= Request =
Could you reproduce the passage of the article below on earthquake-resilient homes, word for word, from "Variation in the" to "more open plan."?

# start of Text shown

Research Launched To Help Homes Better Withstand Earthquakes

A key research project, to help improve the resilience of the types of homes that performed poorly in the Christchurch earthquakes, has been launched.

Engineering experts from BRANZ, with research support from EQC, will use computer modelling to assess the impact of simulated seismic action on modern homes with more complex configurations.

The research has been prompted by findings that less complex homes in Christchurch performed better in the quakes than those built beyond the limits of New Zealand Standard 3604.

Variation in the stiffness of the bracing systems in a house is a common occurrence in such homes, especially hillside houses or older houses, which have been altered to make them more open plan.

The experts will examine how the bracing systems of different stiffness interact during a seismic event.

BRANZ and EQC expect the learnings from the research will be used to develop new guidelines for houses built outside the scope of NZS 3604 in order to mitigate the potential damage in earthquake events.

# end of Text shown
# start of Collected data

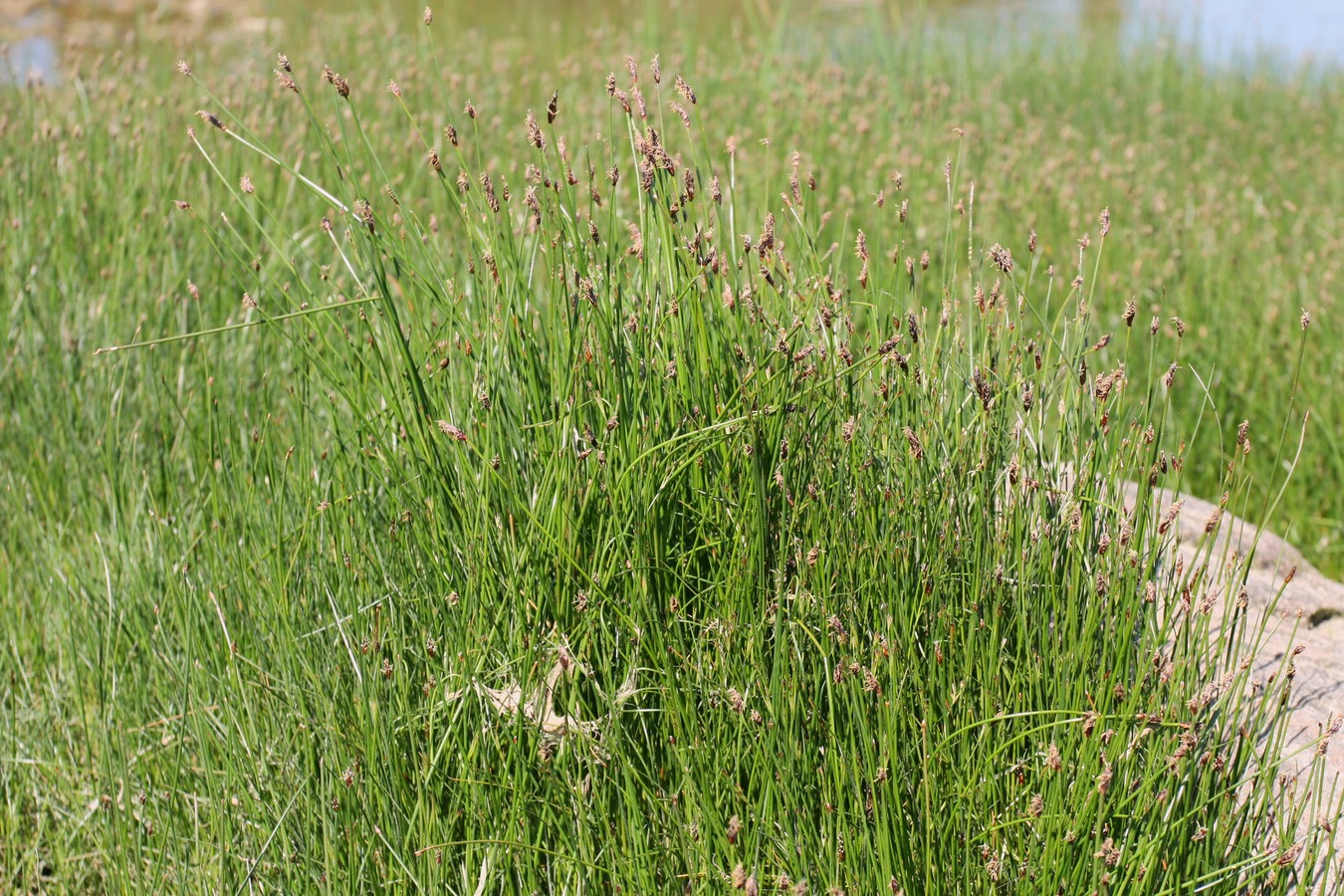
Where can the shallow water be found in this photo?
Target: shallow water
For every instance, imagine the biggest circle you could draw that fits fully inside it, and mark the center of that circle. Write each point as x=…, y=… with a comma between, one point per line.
x=1283, y=34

# end of Collected data

= Task response =
Variation in the stiffness of the bracing systems in a house is a common occurrence in such homes, especially hillside houses or older houses, which have been altered to make them more open plan.